[Written task 1] List every company named in the piracy article.

[Selection]
--------------------------------

The entertainment industry has spent decades demonizing piracy, often to the point of near-parody. Industry groups like the Motion Picture Association of America routinely propose increasingly-aggressive and costly “solutions” to the problem (like dubious lawsuits and kicking pirates off the internet), that historically haven’t done much to actually slow copyright infringement.

But in a new study, Indiana University Researchers like Antino Kim say that online piracy can sometimes have a positive impact on markets, and being overly-aggressive in the policing and punishing of pirates may sometimes be counterproductive.

"When information goods are sold to consumers via a retailer, in certain situations, a moderate level of piracy seems to have a surprisingly positive impact on the profits of the manufacturer and the retailer while, at the same time, enhancing consumer welfare," Kim and his fellow researchers state.

As an example, Kim’s study (“The "Invisible Hand" of Piracy: An Economic Analysis of the Information-Goods Supply Chain”) points to the hit HBO show Game Of Thrones, which routinely breaks piracy records thanks to heavy file sharing on BitTorrent.

The researchers found that piracy often acts as a form of invisible competition, keeping both the manufacturer (HBO) and the cable operator (say, Comcast) from raising prices quite as high as they might otherwise (aka double marginalization). Raise prices too high, for example, and users will just flee to piracy, creating even higher losses.

The idea that piracy acts as a competitive check on markets is certainly not a new argument. Countless companies (like Good Old Games) have found that the best solution to piracy is to offer a cheaper, better, DRM-free product that makes piracy less palatable. This is, however, a lesson many entertainment executives seem unwilling to learn.

The researchers are clear to note their findings have their limits, and that they’re not openly advocating for companies to fully embrace piracy. They do, however, argue that if you understand the benefits of piracy as a form of invisible competition, you’ll find that overly-aggressive anti-piracy efforts can actually harm the market.

--------------------------------

[Input rows]
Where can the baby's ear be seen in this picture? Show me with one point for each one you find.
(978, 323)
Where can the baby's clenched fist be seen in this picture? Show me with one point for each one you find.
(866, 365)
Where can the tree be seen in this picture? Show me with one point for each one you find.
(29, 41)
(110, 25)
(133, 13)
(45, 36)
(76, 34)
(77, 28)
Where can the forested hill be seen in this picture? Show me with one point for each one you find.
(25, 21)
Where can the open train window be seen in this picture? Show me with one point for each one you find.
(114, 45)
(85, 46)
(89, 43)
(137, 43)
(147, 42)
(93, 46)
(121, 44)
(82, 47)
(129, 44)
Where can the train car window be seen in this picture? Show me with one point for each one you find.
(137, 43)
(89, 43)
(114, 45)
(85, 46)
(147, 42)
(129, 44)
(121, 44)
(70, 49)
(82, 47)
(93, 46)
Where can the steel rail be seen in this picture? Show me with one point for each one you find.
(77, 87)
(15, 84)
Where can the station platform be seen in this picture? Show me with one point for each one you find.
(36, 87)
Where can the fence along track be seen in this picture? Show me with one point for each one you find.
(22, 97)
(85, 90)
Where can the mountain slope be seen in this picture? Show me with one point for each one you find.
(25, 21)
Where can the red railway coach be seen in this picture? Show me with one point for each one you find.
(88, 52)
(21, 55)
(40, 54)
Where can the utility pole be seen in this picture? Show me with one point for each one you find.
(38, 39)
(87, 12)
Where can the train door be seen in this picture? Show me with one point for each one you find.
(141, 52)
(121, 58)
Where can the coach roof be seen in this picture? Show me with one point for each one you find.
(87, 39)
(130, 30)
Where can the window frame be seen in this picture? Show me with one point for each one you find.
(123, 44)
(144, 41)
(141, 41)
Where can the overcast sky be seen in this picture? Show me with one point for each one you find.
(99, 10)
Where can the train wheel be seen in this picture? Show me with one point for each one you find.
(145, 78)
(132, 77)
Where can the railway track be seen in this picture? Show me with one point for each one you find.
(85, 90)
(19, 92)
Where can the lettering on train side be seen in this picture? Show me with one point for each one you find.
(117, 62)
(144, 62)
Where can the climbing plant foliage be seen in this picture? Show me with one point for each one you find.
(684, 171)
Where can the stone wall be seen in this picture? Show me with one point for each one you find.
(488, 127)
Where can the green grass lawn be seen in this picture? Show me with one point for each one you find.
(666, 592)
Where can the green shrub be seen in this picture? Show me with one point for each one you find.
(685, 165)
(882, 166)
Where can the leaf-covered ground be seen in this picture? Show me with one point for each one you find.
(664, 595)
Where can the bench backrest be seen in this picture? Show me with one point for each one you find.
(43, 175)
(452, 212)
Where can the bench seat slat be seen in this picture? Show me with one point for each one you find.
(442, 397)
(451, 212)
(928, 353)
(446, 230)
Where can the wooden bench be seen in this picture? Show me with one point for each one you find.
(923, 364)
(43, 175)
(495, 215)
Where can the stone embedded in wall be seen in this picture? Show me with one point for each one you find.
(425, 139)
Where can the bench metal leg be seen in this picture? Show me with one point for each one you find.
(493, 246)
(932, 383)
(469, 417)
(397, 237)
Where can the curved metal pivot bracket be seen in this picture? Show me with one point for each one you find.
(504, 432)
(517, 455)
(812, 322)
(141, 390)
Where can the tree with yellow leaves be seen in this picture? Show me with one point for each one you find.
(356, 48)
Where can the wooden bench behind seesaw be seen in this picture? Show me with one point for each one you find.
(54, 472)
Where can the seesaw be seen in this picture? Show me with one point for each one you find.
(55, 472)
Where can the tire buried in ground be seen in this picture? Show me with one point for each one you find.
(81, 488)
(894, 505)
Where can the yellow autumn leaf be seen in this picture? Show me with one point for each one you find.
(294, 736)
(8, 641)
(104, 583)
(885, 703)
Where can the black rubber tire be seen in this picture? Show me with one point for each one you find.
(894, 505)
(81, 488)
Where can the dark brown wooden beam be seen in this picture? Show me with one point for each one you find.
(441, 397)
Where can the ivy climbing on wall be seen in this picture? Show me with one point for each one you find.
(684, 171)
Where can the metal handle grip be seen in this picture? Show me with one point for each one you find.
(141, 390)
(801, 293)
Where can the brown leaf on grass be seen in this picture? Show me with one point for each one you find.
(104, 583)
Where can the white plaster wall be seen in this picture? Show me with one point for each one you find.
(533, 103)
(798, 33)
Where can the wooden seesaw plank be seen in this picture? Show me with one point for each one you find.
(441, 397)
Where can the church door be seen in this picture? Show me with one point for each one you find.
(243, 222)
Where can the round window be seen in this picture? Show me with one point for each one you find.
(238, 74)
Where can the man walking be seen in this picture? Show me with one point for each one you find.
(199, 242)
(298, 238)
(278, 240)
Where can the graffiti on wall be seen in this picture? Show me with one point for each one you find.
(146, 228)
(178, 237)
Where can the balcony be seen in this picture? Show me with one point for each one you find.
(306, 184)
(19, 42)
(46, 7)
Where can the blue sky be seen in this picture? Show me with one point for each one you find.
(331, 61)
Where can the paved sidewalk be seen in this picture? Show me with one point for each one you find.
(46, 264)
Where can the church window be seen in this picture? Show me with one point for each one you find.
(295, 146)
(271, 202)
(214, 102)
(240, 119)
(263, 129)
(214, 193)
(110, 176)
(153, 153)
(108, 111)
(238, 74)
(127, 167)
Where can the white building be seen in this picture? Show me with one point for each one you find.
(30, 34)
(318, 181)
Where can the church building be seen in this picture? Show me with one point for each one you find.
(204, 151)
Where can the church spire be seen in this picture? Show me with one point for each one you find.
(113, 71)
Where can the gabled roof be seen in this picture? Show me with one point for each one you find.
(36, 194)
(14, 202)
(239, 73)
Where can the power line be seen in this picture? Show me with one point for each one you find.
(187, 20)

--------------------------------

[Written task 2] Edit the records from the line with "Where can the gabled" up to and including the last line of the records so that "power line" becomes "overhead cable", and leave everything else the same.

[Worked answer 1] HBO, Comcast, Good Old Games

[Worked answer 2]
Where can the gabled roof be seen in this picture? Show me with one point for each one you find.
(36, 194)
(14, 202)
(239, 73)
Where can the overhead cable be seen in this picture? Show me with one point for each one you find.
(187, 20)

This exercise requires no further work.